Demystifying Opt-Outs: Compliantly Managing Opt-Outs, Revocation of Consent and Preferences when Communicating with Consumers in Debt

By Kelly Knepper-Stephens,* Chief Legal Officer, TrueML Technologies

Navigating consumer communication preferences and legal requirements for debt collection can be complex. In two related blog posts—The MailBox Rule Applies to Emails and Demystifying Consent: How to Compliantly Send Digital Debt Collection Communications to Consumers—we explained that under the law consent is not generally required for debt collection emails and text messages1 with a few exceptions under state laws (New York and Washington, DC) and particular use cases (sending required snail-mail communications digitally—like payment reminders and debt validation documents). 

However, even if consent is not required for a particular debt collection communication, a consumer may choose to opt-out of communicating in that channel about their account. Failure to have proper internal treatment is very likely to result in an inability to send digital communications at all. 

This blog post focuses on a company’s obligations when a consumer requests not to receive communications in a particular channel which, depending on the channel, may be an opt-out, a revocation of consent, a general communication preference, or all three.2  

  • An opt-out occurs when a consumer states they no longer wish to receive communications about their account through a specific channel. 
  • Revocation of consent involves a consumer withdrawing previously granted consent to communicate about an account in a particular channel. This is significant because consent is only required in limited circumstances, primarily concerning automated calls, texts, prerecorded or artificial voice calls, and certain email communications. 
  • A communication preference is a consumer expressing preferred or inconvenient modes of communication regarding their debt. While consumers may state preferences, recent court cases suggest debt collectors are not always obligated to honor specific preferences.

ENTRIES —
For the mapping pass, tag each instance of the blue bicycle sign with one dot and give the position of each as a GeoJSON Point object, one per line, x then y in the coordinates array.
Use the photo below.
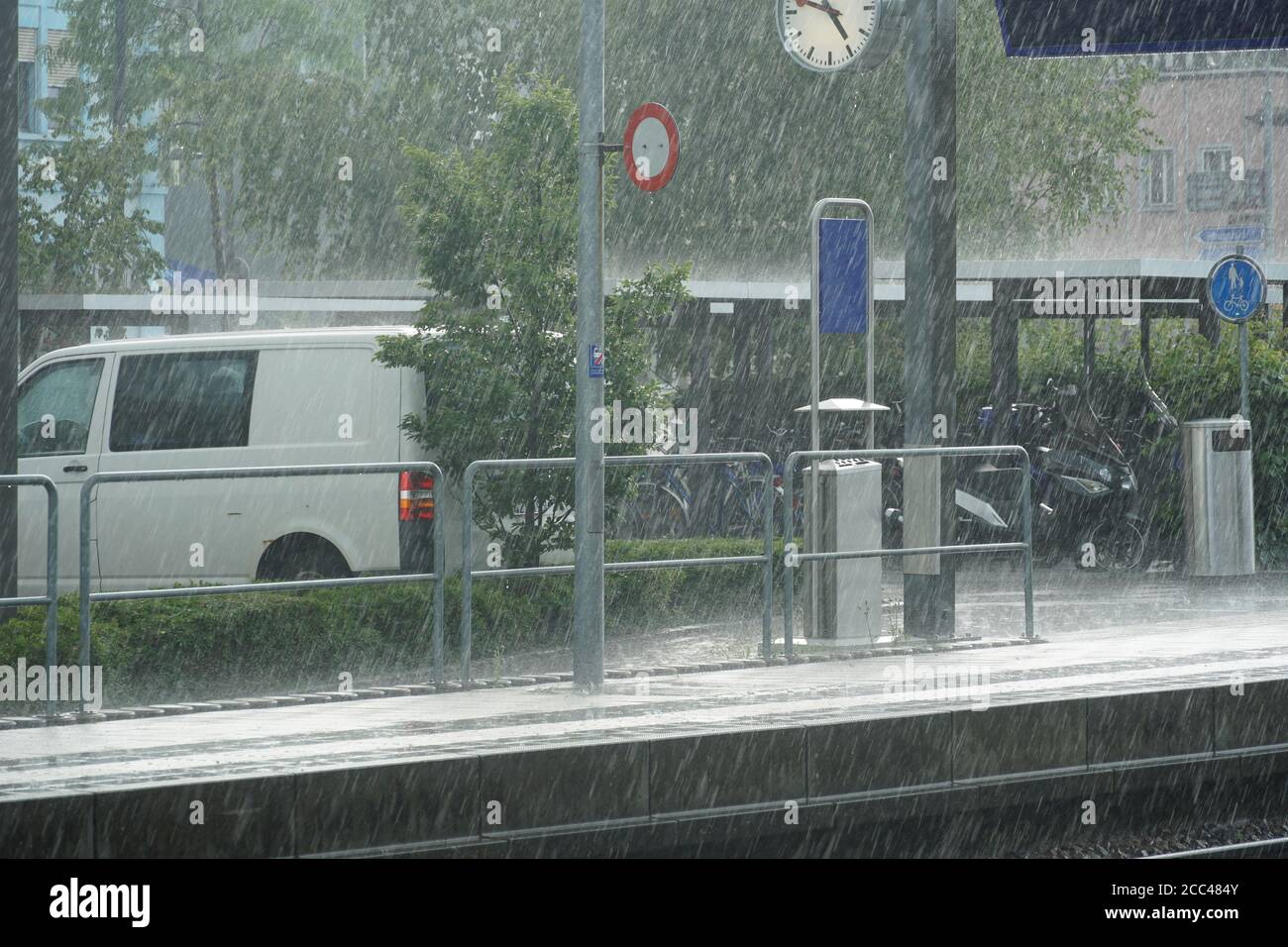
{"type": "Point", "coordinates": [1236, 287]}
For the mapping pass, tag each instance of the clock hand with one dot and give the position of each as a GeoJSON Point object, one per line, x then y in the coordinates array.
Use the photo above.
{"type": "Point", "coordinates": [829, 11]}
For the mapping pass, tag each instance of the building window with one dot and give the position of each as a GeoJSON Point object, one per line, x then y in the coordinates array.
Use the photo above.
{"type": "Point", "coordinates": [29, 119]}
{"type": "Point", "coordinates": [1159, 179]}
{"type": "Point", "coordinates": [1216, 158]}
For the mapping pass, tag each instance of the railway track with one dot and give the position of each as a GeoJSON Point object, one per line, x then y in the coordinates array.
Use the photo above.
{"type": "Point", "coordinates": [1265, 848]}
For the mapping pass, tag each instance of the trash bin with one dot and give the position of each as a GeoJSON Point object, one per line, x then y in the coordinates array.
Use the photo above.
{"type": "Point", "coordinates": [849, 521]}
{"type": "Point", "coordinates": [1218, 487]}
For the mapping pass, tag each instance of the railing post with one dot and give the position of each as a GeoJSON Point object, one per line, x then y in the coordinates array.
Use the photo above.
{"type": "Point", "coordinates": [86, 489]}
{"type": "Point", "coordinates": [768, 618]}
{"type": "Point", "coordinates": [52, 592]}
{"type": "Point", "coordinates": [439, 574]}
{"type": "Point", "coordinates": [1026, 515]}
{"type": "Point", "coordinates": [467, 571]}
{"type": "Point", "coordinates": [789, 574]}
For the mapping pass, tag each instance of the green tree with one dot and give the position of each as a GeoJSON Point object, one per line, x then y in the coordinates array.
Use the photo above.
{"type": "Point", "coordinates": [262, 101]}
{"type": "Point", "coordinates": [496, 236]}
{"type": "Point", "coordinates": [78, 228]}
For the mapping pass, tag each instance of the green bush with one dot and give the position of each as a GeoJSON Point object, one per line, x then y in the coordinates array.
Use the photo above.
{"type": "Point", "coordinates": [220, 646]}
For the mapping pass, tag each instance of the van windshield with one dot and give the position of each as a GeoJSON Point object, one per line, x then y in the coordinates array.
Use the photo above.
{"type": "Point", "coordinates": [55, 406]}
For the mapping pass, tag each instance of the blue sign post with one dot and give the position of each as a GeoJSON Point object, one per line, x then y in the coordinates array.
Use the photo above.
{"type": "Point", "coordinates": [844, 257]}
{"type": "Point", "coordinates": [841, 291]}
{"type": "Point", "coordinates": [1129, 27]}
{"type": "Point", "coordinates": [1236, 290]}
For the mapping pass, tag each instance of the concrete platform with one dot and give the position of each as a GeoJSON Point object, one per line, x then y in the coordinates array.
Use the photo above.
{"type": "Point", "coordinates": [300, 779]}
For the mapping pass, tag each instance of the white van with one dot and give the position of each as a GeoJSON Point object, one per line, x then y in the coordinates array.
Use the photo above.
{"type": "Point", "coordinates": [267, 398]}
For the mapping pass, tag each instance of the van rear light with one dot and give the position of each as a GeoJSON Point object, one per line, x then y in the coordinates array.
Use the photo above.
{"type": "Point", "coordinates": [415, 496]}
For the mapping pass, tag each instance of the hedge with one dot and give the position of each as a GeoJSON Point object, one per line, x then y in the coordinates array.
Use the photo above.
{"type": "Point", "coordinates": [227, 646]}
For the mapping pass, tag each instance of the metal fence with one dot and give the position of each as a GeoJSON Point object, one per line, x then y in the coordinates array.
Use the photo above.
{"type": "Point", "coordinates": [93, 480]}
{"type": "Point", "coordinates": [51, 598]}
{"type": "Point", "coordinates": [984, 451]}
{"type": "Point", "coordinates": [469, 574]}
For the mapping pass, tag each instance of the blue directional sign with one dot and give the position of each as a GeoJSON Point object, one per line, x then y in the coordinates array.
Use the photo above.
{"type": "Point", "coordinates": [1128, 27]}
{"type": "Point", "coordinates": [842, 274]}
{"type": "Point", "coordinates": [1233, 235]}
{"type": "Point", "coordinates": [1236, 289]}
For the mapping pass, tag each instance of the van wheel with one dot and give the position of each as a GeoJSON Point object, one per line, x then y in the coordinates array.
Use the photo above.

LIST OF TASKS —
A – According to the opt-out blog post, which kinds of communication are the limited circumstances where consent is required? List every one it names.
B – Continue the opt-out blog post, starting after its final sentence.

RESPONSES FOR EACH TASK —
A –
- Automated calls
- Texts
- Prerecorded or artificial voice calls
- Certain email communications

B –
Understanding the nuances of an opt-out, revocation of consent, or general communication preferences is crucial for compliant operations. A debt collector needs comprehensive policies and processes to identify and honor requests to avoid when applicable Fair Debt Collection Practices Act (FDCPA) or Telephone Communication Practices Act (TCPA) lawsuits, carrier or email service provider requirements, and perhaps most importantly frustrating consumers.

1. Generally, an opt-out requires no longer using the channel (email, text, call, letter) to communicate with the consumer about the account.

Opt-outs should be honored, first and foremost, to honor a consumer’s request and avoid annoying or frustrating consumers. Failing to honor an opt-out could also be considered a violation of the FDCPA’s prohibition on harassment when a debt collector continues to communicate about an account in a channel after receiving an opt-out. While legal compliance is top of mind for any company, when it comes to successfully sending communications a business must follow the rules set up by the telecommunication providers or messages will be blocked and not delivered at all. 

Telephone and email service providers require message senders to allow recipients to easily opt out of receiving texts and email messages. For example, the Cellular Telecommunications and Internet Association (CTIA) maintains the short code guidelines that companies texting using a short code must follow or have their code revoked. Keywords like "STOP," "END," "CANCEL," "UNSUBSCRIBE," or "QUIT" must be honored, with a confirmation message acknowledging the opt-out. Additionally, each carrier can make additional decisions related to short codes such as T-Mobile’s ban on debt collection messages found in its Code of Conduct. Similarly, Email Service Providers (ESPs) Gmail and Yahoo have one-click unsubscribe requirements for bulk email senders. One click unsubscribe is a feature that allows consumers to click an unsubscribe button embedded directly within the email interface at the top of the message that automatically notifies the sender of the consumer’s opt-out.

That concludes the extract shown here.